Page extract —
Observations from Paul Weygandt, MD

Industry-wide, there is substantial interest in specialty-specific ICD-10 education for physicians. Recognizing that physicians will not, and reasonably cannot, take a broad approach to learning ICD-10 as do coders and clinical documentation specialists, education is increasingly being focused on those specific areas relevant to a given clinical practice. This is coming at a time when more and more hospital care is being coordinated by hospitalists, who typically act as the attending physician or “captain of the ship.”

Recently, a certain clinical documentation specialist asked a very thought-provoking question: What will be the impact of subspecialty physician ICD-10 training on coding practices, including issues of conflicting documentation?

Consider, for example, a hospitalist who admits a patient with a hip fracture and multiple medical problems. The hospitalist documents “hip fracture” and consults the orthopedic surgeon (who, by the way, was well-trained for orthopedic applications of ICD-10) ,and he or she documents “displaced fracture base left femoral neck, initial encounter, closed fracture.” Throughout the admission, both physicians continue to document as they had initially. Does this situation describe conflicting documentation? Clearly, it does not. First, “hip fracture” is not a codeable diagnosis. It is a non-specific clinical description. The coder should look at the entire chart to achieve the most accurate ICD-10-CM coding. Similarly, the orthopedic surgeon also may have documented diabetes somewhere in the chart, but the hospitalist provides the necessary specificity (appropriate to the specialty of internal medicine) of “Type I diabetes mellitus with diabetic neuropathy.” If coding queries were to be generated to address such conflicting documentation, the physician outcry would be predictable and appropriate. It would be unreasonable to expect every physician in every specialty to understand the documentation requirements across the broad spectrum of ICD-10. That is why multiple specialists are often involved in care.

Exercise requirements — Repeat the physician's observations on specialty-specific ICD-10 training word for word, in full.

Dataset entries —

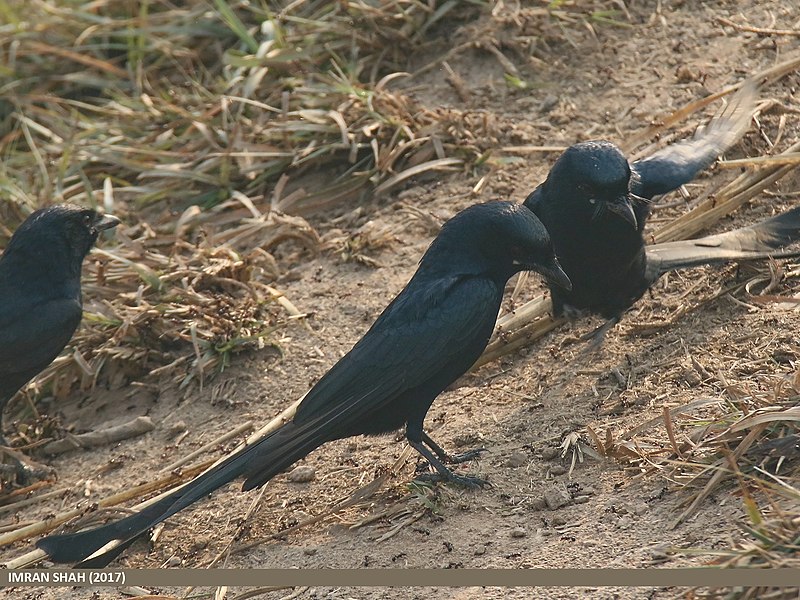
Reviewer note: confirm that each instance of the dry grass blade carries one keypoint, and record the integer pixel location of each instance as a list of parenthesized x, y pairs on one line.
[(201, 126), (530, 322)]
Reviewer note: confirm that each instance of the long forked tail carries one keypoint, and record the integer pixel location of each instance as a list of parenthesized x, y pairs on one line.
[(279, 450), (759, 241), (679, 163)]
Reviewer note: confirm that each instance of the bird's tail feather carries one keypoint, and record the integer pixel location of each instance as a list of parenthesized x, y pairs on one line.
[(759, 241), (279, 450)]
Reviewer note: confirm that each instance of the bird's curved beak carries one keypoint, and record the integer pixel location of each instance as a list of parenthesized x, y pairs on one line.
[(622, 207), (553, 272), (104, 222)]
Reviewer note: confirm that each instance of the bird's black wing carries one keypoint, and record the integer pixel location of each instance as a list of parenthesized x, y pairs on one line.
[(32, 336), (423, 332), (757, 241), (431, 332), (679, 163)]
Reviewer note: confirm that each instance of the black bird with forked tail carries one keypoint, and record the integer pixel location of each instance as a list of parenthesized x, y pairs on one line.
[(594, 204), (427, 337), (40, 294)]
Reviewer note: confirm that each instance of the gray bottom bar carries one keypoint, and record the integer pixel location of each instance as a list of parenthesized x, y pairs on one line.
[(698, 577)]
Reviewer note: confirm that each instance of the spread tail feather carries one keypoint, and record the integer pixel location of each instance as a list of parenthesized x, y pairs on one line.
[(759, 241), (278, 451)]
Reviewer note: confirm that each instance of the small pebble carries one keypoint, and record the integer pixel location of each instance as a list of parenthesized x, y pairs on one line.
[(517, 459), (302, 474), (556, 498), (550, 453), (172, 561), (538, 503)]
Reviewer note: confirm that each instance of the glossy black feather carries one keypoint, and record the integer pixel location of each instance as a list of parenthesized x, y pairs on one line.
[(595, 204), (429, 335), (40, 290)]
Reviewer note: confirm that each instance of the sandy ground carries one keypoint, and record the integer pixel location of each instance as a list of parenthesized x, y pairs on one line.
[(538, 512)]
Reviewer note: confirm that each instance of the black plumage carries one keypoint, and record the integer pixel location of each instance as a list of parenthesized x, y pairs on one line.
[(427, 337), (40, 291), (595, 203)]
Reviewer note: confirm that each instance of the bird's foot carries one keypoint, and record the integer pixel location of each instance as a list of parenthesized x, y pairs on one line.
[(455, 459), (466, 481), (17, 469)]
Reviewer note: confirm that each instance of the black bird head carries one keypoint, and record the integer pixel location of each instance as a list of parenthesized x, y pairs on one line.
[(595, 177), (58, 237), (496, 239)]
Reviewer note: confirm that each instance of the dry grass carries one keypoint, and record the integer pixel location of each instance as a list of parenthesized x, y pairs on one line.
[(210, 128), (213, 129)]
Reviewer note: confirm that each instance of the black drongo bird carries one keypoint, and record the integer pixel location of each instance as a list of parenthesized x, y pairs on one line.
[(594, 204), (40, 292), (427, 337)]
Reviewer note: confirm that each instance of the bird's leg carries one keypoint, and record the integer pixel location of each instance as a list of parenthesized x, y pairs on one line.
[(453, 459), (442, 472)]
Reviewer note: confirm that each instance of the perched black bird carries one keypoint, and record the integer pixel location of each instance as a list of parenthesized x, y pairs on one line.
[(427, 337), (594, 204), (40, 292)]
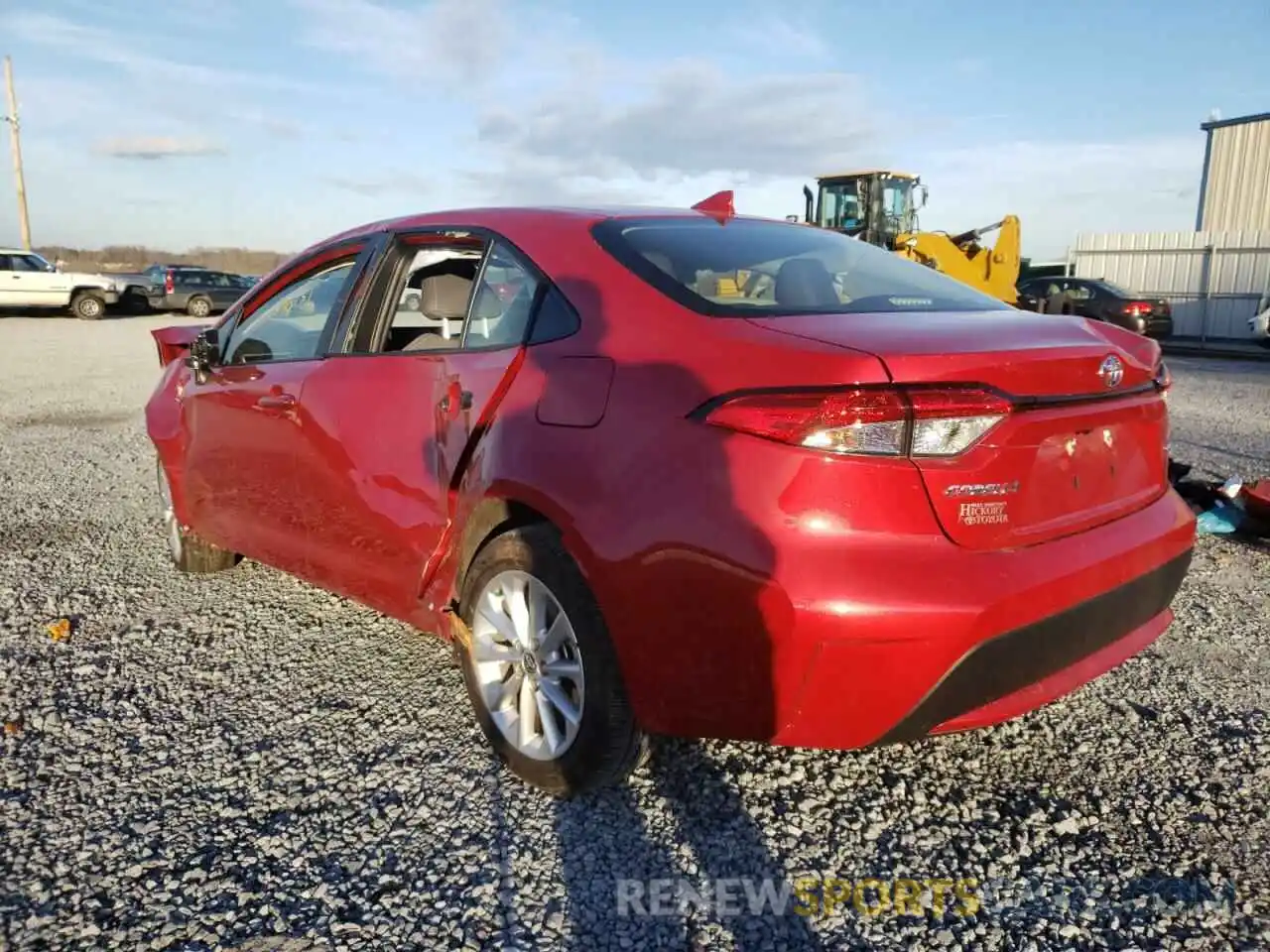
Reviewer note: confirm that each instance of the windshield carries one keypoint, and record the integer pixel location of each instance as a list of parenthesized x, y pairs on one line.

Response to this exercise —
Observations from Paul Weygandt, MD

Industry-wide, there is substantial interest in specialty-specific ICD-10 education for physicians. Recognizing that physicians will not, and reasonably cannot, take a broad approach to learning ICD-10 as do coders and clinical documentation specialists, education is increasingly being focused on those specific areas relevant to a given clinical practice. This is coming at a time when more and more hospital care is being coordinated by hospitalists, who typically act as the attending physician or “captain of the ship.”

Recently, a certain clinical documentation specialist asked a very thought-provoking question: What will be the impact of subspecialty physician ICD-10 training on coding practices, including issues of conflicting documentation?

Consider, for example, a hospitalist who admits a patient with a hip fracture and multiple medical problems. The hospitalist documents “hip fracture” and consults the orthopedic surgeon (who, by the way, was well-trained for orthopedic applications of ICD-10) ,and he or she documents “displaced fracture base left femoral neck, initial encounter, closed fracture.” Throughout the admission, both physicians continue to document as they had initially. Does this situation describe conflicting documentation? Clearly, it does not. First, “hip fracture” is not a codeable diagnosis. It is a non-specific clinical description. The coder should look at the entire chart to achieve the most accurate ICD-10-CM coding. Similarly, the orthopedic surgeon also may have documented diabetes somewhere in the chart, but the hospitalist provides the necessary specificity (appropriate to the specialty of internal medicine) of “Type I diabetes mellitus with diabetic neuropathy.” If coding queries were to be generated to address such conflicting documentation, the physician outcry would be predictable and appropriate. It would be unreasonable to expect every physician in every specialty to understand the documentation requirements across the broad spectrum of ICD-10. That is why multiple specialists are often involved in care.